> [WRITTEN INSTRUCTION]:
List every line below that contains the string "wooden", matching case exactly.

######

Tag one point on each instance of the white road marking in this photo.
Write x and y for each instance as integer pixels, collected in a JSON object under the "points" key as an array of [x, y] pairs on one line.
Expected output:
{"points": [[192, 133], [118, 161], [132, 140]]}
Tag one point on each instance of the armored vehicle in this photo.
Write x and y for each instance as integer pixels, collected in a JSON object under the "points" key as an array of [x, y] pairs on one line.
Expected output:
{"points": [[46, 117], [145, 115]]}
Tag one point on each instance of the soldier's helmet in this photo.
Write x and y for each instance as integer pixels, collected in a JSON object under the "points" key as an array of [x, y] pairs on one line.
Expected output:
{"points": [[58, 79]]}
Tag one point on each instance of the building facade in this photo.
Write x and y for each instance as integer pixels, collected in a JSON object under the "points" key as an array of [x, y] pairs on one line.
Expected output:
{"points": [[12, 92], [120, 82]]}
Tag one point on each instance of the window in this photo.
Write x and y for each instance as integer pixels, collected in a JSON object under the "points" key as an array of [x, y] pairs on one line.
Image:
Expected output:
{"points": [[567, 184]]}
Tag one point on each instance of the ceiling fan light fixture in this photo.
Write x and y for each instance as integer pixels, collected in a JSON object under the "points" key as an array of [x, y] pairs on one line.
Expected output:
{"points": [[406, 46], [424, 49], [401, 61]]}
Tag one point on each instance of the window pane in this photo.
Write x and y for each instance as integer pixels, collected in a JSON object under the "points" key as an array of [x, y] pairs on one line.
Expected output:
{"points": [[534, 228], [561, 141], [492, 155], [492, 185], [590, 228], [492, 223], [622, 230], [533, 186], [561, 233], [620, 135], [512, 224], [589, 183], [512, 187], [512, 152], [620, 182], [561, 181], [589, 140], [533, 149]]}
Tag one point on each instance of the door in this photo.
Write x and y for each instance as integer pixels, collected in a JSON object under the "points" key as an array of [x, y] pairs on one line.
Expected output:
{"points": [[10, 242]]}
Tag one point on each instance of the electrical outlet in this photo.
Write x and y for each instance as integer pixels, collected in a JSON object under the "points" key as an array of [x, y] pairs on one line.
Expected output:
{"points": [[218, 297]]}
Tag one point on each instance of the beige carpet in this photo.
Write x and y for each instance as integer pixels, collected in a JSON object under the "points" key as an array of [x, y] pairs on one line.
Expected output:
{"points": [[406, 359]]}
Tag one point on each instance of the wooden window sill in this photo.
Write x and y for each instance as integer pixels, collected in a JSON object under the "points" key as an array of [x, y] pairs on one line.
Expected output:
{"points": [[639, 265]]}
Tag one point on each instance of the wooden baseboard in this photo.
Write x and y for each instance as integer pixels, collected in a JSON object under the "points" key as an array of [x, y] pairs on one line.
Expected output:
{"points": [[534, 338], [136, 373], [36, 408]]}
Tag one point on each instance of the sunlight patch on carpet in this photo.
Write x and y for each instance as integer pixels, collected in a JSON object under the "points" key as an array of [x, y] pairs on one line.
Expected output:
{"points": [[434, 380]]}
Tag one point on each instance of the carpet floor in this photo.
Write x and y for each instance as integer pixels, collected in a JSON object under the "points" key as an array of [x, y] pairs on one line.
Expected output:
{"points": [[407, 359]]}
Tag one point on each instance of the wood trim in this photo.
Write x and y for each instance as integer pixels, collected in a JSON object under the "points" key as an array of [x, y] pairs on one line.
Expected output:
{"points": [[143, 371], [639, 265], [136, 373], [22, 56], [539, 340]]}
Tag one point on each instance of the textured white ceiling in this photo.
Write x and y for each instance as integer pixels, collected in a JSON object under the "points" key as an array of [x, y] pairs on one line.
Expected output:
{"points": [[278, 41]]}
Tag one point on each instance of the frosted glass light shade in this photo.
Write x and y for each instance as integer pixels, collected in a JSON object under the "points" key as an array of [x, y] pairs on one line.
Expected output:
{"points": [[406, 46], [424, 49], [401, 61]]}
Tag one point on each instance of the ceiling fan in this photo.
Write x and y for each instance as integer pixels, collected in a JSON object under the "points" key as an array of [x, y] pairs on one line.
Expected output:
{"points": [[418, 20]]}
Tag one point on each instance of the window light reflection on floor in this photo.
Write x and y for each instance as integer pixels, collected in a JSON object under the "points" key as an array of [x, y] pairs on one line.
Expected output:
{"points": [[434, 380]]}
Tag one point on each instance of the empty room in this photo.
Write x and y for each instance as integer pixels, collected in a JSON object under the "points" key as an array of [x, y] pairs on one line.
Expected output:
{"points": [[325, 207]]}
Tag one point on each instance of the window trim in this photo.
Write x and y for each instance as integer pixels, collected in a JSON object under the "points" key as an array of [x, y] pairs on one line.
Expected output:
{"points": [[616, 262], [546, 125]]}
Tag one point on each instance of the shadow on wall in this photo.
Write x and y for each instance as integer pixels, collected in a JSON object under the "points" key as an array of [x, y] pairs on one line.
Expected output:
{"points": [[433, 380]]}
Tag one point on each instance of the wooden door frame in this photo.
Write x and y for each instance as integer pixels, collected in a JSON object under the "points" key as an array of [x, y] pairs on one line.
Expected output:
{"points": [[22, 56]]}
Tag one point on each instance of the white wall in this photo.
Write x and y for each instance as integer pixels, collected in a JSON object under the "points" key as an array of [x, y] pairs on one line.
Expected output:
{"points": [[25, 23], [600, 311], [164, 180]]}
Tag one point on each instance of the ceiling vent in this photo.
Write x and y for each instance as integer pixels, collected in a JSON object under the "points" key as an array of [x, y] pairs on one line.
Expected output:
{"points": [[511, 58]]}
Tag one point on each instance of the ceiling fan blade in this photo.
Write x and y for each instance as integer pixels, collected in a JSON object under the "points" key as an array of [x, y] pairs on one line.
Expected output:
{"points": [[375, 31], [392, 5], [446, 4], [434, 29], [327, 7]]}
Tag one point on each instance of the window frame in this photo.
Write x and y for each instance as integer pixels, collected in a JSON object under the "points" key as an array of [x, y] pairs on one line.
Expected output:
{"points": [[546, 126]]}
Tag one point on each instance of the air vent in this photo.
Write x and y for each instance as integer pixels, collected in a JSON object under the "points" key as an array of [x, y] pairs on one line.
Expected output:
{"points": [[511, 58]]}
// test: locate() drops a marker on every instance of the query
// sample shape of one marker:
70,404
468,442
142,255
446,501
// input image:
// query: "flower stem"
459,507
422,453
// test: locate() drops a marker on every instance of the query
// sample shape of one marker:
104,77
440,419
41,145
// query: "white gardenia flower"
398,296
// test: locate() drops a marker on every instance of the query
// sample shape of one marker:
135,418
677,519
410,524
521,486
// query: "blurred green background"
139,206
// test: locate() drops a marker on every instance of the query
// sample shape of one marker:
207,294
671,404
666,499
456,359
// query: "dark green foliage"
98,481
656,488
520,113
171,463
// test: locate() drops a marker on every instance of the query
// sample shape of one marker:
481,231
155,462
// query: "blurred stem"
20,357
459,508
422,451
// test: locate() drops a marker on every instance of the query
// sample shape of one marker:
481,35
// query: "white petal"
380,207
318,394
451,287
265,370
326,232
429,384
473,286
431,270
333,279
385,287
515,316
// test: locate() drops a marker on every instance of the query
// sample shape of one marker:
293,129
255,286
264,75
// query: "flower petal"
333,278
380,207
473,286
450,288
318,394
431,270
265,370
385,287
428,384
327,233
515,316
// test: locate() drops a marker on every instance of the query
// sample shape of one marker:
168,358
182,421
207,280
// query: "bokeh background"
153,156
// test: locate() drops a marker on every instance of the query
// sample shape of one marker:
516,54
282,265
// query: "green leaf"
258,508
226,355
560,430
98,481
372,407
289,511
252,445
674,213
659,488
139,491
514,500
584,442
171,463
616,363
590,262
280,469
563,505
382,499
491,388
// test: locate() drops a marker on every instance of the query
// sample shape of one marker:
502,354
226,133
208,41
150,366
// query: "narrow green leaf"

######

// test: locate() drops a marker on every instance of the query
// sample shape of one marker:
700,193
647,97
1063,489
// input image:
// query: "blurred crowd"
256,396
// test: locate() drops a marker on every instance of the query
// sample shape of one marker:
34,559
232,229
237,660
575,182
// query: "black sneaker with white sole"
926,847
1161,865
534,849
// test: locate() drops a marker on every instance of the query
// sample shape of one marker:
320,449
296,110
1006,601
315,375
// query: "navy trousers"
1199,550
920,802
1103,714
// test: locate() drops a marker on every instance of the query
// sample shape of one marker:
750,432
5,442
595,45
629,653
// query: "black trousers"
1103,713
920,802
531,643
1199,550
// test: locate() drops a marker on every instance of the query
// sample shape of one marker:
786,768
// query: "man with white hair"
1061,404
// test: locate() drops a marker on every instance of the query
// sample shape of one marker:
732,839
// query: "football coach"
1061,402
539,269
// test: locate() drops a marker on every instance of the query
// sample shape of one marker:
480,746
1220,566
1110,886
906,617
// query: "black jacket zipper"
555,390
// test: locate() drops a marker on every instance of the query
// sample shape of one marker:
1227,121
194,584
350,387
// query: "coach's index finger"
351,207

######

> [WRITTEN SOLUTION]:
Tag one point on each instance of the wooden window sill in this photo.
Tag one point on each instance of the wooden baseboard in this photo.
Tag one point on each instance of the wooden door frame in this photo.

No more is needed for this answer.